[Text passage]
■ ■ ■
• How Egypt Turned Off the Internet

    How Egypt Turned Off the InternetYesterday, something unprecedented happened: Egypt turned off the internet. A nation of 80,000,000 instantly disconnected. So how'd they do it?

    Phone Calls

    There was no giant lever or big red button involved, but in reality it was almost as easy: the Egyptian Government simply issued an order for ISPs to shut down service.
    "Under Egyptian legislation the authorities have the right to issue such an order and we are obliged to comply with it," Vodafone Egypt explained in a statement shortly after. Along with Vodafone, Egypt's other three major ISPs, Link Egypt, Telecom Egypt, and Etisalat Misr, all stopped service. Jim Cowie, the co-founder and CTO of internet monitoring firm Renesys, told the WSJ:
    What is most likely is that somebody in the government gives a phone call to a small number of people and says, ‘Turn it off.' And then one engineer at each service provider logs into the equipment and changes the configuration of how traffic should flow.
■ ■ ■
[Supplied information]
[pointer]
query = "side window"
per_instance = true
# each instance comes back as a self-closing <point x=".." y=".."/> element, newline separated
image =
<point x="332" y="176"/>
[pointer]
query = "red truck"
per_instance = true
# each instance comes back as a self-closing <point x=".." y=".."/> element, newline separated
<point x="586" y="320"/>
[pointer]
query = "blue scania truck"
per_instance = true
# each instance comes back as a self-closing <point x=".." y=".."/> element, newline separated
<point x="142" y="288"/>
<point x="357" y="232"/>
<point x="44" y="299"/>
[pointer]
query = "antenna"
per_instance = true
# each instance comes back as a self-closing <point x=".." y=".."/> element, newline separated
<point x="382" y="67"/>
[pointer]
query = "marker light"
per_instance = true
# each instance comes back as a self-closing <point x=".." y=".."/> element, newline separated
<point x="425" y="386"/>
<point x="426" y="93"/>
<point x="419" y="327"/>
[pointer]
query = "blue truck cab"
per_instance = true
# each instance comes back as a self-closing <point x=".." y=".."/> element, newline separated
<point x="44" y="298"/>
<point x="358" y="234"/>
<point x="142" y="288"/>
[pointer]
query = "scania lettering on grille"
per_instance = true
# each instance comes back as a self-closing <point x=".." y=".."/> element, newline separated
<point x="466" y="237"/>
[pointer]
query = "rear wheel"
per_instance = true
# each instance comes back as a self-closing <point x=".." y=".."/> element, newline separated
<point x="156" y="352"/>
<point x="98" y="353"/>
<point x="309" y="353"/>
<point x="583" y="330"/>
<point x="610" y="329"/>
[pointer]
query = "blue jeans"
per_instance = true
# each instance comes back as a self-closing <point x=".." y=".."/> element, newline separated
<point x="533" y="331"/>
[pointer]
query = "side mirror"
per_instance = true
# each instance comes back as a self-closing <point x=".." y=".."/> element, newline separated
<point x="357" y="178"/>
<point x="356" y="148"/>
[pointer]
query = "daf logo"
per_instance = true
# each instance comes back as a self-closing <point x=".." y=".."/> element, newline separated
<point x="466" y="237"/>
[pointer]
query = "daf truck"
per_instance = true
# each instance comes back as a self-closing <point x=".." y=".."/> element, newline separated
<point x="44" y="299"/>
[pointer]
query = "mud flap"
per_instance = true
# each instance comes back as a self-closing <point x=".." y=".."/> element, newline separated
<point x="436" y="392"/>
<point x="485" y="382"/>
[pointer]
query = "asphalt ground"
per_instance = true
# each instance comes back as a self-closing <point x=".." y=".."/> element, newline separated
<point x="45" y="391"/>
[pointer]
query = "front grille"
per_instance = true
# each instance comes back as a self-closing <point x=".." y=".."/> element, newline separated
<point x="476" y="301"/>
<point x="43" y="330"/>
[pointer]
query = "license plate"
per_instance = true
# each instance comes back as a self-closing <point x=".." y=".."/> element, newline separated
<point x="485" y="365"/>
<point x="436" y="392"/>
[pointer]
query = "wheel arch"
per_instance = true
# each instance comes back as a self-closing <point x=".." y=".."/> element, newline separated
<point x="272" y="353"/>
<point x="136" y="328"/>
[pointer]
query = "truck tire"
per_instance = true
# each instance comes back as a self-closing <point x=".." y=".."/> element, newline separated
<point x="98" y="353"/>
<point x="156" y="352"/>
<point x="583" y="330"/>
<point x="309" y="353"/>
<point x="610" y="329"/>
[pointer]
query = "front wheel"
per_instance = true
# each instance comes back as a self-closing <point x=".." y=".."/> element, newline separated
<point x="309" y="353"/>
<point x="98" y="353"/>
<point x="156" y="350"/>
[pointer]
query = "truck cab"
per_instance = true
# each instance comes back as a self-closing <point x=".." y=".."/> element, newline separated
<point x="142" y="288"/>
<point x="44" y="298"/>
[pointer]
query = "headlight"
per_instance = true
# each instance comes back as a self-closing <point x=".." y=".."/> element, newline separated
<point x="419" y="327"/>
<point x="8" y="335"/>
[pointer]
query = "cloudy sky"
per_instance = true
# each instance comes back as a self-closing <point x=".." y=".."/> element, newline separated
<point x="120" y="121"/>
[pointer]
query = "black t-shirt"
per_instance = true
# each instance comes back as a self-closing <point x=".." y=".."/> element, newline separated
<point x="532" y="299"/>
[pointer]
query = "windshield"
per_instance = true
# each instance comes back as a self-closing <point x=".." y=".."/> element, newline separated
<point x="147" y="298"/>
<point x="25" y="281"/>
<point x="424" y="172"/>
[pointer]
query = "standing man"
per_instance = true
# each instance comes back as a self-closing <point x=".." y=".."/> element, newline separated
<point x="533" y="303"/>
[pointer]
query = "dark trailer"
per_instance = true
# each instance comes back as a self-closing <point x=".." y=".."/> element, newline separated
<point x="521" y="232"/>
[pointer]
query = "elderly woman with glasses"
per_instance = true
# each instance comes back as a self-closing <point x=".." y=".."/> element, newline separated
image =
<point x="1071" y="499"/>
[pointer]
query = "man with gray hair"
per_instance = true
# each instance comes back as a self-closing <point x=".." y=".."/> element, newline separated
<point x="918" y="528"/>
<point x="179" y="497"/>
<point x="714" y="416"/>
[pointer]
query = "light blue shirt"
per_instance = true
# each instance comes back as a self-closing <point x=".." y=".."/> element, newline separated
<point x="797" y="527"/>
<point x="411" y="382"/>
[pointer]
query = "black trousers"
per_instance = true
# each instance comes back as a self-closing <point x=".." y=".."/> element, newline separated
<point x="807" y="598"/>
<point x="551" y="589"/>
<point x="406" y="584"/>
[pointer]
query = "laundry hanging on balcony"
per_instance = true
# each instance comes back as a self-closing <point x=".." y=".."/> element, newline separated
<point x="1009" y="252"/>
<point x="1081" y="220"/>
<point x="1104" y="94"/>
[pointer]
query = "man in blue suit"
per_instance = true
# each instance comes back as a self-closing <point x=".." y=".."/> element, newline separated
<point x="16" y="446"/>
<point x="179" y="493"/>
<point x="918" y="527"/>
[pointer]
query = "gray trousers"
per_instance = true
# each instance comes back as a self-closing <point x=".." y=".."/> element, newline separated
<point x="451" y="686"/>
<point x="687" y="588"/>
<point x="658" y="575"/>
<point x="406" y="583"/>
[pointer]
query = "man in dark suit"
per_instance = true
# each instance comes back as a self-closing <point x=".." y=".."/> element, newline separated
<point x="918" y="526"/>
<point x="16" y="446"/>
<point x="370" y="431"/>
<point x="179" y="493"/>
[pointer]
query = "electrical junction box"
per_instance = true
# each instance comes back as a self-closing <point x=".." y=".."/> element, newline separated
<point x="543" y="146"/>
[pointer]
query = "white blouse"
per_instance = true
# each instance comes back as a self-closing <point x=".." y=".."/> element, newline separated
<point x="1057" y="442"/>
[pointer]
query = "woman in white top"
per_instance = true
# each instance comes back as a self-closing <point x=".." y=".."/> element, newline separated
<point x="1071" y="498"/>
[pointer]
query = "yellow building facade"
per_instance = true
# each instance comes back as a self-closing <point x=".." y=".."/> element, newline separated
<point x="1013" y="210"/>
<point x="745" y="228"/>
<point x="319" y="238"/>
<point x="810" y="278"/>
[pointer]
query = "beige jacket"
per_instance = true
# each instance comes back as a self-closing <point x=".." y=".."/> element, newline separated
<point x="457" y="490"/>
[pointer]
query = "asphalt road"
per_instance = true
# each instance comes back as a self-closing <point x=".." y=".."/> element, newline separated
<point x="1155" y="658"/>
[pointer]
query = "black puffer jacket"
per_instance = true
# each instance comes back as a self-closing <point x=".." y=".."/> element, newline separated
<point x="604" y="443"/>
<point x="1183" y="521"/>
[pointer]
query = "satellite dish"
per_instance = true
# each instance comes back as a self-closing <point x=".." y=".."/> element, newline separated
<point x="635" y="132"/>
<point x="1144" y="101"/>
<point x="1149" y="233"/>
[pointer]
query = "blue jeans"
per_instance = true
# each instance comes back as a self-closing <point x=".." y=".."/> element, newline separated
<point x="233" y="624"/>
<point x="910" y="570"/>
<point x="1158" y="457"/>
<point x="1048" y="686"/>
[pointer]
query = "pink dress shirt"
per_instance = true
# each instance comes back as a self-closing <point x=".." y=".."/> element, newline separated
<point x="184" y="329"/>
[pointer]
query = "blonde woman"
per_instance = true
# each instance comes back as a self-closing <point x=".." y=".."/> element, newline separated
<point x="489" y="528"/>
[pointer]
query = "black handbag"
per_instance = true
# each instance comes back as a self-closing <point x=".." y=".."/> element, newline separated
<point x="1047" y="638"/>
■ ■ ■
[Aim] Retype the passage of the Egypt internet shutdown article that begins with the words containing "Phone Calls" and ends with "shut down service.". The records are independent material, unrelated to the article on Egypt's internet shutdown.

[Worked answer]
Phone Calls

    There was no giant lever or big red button involved, but in reality it was almost as easy: the Egyptian Government simply issued an order for ISPs to shut down service.